_Excerpt_

== == ==

We assume that $a\ge 0$ and $b\ge 0$ and write

$$\begin{align} \lim_{x \to -\infty} \left(\frac{a^x+b^x}{2}\right)^{1/x} &=\,b\lim_{x \to -\infty} \left(\frac{1+(a/b)^x}{2}\right)^{1/x} \end{align}$$

If $a=b$, then the limit is obviously equal to $b$.

Now, we assume without loss of generality that $a>b$. Then, it is easy to see that as $x \to -\infty$, the term $(a/b)^x$ goes to zero and $(1/2)^{1/x} \to 1$. Thus,

$$\lim_{x \to -\infty} \left(\frac{a^x+b^x}{2}\right)^{1/x} =b$$

Answer 2

HINT: We have $$\dfrac{\max(a^x,b^x)}2 \leq \dfrac{a^x+b^x}2 \leq \max(a^x,b^x)$$ Hence, $$\dfrac{\max(a,b)}{2^{1/x}} \leq \left(\dfrac{a^x+b^x}2\right)^{1/x} \leq \max(a,b)$$

Answer 3

$$\lim_{x\rightarrow \infty }\frac{(a^x+b^x)^{1/x}}{2^{1/x}}$$

now we have two cases as follows if $a\geq b$ $$\lim_{x\rightarrow \infty }\frac{(a^x(1+(b/a)^x)^{1/x}}{2^{1/x}})=\lim_{x\rightarrow \infty }\frac{a(1+(b/a)^{x})^{1/x}}{2^{1/x}}=a$$

and when b>a the limit becomes $b$

Answer 4

Suppose $\;a\ge b>0\;$ , then

$$L:=(a^x+b^x)^{1/x}=b\left(1+\left(\frac ab\right)^x\right)^{1/x}$$

Now observe that

$$\lim_{x\to\infty}\frac{\log\left(1+\left(\frac ab\right)^x\right)}x\stackrel{\text{l'H}}=\lim_{x\to\infty}\frac{\left(\frac ab\right)^x\log\frac ab}{1+\left(\frac ab\right)^x}\xrightarrow[x\to\infty]{}\log\frac ab$$

so that

$$\left(1+\left(\frac ab\right)^x\right)^{1/x}\xrightarrow[x\to\infty]{}e^ {\log\frac ab}=\frac ab\implies \lim_{x\to\infty}L=b\frac ab=a $$

Of course, $\;2^{1/x}\xrightarrow[x\to\infty]{}1\;$

== == ==

_Data lines_
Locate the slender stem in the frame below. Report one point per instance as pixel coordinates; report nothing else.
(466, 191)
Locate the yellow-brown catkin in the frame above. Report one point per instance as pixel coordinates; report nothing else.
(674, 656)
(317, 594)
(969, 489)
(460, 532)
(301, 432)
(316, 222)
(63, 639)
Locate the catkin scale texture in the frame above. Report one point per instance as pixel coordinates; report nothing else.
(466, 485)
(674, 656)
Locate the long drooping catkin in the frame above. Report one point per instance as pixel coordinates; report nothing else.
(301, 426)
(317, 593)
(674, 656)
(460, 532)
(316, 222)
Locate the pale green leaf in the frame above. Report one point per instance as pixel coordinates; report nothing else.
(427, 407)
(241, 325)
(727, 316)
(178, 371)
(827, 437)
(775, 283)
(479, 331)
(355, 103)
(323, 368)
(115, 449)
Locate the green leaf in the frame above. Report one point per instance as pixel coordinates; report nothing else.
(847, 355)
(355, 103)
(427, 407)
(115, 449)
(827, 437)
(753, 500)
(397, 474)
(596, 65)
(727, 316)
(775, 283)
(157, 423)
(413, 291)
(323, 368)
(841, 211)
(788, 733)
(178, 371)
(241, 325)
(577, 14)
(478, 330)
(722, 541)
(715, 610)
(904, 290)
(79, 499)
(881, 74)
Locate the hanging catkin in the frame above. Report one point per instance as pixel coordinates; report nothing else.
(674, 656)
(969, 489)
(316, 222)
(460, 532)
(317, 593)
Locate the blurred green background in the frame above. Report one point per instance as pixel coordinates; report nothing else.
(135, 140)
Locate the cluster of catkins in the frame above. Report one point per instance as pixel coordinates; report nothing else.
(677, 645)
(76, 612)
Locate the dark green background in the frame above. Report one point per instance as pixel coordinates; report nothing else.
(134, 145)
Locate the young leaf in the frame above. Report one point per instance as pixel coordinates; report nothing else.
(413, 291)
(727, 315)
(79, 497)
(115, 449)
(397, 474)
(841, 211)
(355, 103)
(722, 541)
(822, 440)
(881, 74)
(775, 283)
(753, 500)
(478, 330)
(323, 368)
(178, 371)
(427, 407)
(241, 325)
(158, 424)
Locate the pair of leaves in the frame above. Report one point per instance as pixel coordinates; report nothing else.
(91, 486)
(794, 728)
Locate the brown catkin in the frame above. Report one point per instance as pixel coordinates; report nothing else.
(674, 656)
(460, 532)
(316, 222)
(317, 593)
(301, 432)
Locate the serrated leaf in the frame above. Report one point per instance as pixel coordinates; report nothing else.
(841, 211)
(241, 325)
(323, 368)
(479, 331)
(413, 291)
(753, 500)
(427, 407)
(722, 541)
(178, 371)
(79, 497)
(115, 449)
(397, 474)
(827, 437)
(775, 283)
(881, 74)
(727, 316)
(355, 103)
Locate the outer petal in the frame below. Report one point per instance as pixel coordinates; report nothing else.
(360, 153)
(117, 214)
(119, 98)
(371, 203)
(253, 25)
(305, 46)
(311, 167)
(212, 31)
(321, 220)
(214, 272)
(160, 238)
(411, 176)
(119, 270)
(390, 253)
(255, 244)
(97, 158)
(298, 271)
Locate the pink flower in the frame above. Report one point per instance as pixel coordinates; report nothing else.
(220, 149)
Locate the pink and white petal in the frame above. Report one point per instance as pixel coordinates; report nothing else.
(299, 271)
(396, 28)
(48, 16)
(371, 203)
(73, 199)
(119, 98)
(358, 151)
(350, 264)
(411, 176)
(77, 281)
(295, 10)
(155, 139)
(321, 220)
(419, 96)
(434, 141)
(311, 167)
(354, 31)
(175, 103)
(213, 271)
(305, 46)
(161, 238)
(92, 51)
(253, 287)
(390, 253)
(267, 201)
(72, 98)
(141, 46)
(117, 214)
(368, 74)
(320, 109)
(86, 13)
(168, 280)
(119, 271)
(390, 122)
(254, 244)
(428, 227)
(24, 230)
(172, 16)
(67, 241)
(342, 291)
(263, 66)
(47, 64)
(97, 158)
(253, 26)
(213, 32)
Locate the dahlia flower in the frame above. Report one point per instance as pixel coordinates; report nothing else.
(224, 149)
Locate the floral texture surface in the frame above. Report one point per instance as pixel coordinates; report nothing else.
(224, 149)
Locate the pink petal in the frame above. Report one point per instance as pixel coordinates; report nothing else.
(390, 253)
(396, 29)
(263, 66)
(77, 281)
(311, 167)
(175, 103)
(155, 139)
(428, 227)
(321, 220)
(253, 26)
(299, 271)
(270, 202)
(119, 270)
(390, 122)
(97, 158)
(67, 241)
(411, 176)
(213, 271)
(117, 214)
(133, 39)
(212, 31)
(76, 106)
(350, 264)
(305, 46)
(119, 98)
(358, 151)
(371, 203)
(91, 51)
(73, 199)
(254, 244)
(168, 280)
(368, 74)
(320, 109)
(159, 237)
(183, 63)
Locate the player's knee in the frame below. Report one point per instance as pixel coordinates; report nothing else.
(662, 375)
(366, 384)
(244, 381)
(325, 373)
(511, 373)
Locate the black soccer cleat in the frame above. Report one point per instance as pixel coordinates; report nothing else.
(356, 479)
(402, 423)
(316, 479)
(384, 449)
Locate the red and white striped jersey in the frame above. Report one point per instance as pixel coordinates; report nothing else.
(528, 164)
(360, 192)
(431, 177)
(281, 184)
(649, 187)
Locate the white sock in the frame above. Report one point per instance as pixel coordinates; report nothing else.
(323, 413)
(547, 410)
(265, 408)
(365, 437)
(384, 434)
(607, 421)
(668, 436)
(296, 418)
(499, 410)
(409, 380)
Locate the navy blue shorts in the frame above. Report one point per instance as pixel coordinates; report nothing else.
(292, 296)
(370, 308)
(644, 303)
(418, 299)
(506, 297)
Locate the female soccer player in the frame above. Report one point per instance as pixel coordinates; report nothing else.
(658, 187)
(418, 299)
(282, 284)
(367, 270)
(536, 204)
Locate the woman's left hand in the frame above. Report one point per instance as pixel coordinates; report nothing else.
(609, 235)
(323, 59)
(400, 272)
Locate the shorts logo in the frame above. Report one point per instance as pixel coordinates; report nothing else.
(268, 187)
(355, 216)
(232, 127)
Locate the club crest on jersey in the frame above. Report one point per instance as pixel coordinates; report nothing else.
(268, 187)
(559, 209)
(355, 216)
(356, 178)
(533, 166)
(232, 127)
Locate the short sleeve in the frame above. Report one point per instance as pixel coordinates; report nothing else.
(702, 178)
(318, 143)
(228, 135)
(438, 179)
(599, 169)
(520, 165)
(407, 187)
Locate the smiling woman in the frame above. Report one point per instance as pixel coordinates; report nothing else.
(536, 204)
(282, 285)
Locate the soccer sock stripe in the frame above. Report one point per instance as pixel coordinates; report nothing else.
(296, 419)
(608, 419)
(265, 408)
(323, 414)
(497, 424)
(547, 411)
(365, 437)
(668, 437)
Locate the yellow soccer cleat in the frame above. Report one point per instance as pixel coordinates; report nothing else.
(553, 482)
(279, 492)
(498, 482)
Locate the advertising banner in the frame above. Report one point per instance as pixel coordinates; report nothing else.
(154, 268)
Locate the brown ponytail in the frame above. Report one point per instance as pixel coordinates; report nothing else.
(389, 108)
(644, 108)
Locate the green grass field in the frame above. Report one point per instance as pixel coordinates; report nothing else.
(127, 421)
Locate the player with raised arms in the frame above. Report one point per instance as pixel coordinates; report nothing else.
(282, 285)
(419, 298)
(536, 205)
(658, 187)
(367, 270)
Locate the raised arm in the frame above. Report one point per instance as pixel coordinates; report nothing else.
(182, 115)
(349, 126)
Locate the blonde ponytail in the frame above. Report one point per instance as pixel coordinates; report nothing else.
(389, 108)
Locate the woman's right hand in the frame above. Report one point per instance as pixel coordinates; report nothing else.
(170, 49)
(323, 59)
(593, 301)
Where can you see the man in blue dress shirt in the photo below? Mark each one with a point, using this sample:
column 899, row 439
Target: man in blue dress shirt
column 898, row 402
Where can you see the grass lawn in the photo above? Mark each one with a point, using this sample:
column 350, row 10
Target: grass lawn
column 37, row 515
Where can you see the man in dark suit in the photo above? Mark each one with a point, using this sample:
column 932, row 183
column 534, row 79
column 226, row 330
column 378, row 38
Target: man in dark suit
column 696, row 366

== == ==

_Given task 1_
Transcribe the excerpt on limits, starting with "We assume that" and going on through "equal to $b$.".
_Given task 2_
Find every line in the listing that holds the string "brown", and copy each one out.
The math excerpt and the listing are unrelated to each other.

_Complete response 1_
We assume that $a\ge 0$ and $b\ge 0$ and write

$$\begin{align} \lim_{x \to -\infty} \left(\frac{a^x+b^x}{2}\right)^{1/x} &=\,b\lim_{x \to -\infty} \left(\frac{1+(a/b)^x}{2}\right)^{1/x} \end{align}$$

If $a=b$, then the limit is obviously equal to $b$.

_Complete response 2_
Locate the yellow-brown catkin in the frame above. Report one point per instance as pixel coordinates; report nothing else.
Locate the brown catkin in the frame above. Report one point per instance as pixel coordinates; report nothing else.
Locate the brown ponytail in the frame above. Report one point per instance as pixel coordinates; report nothing else.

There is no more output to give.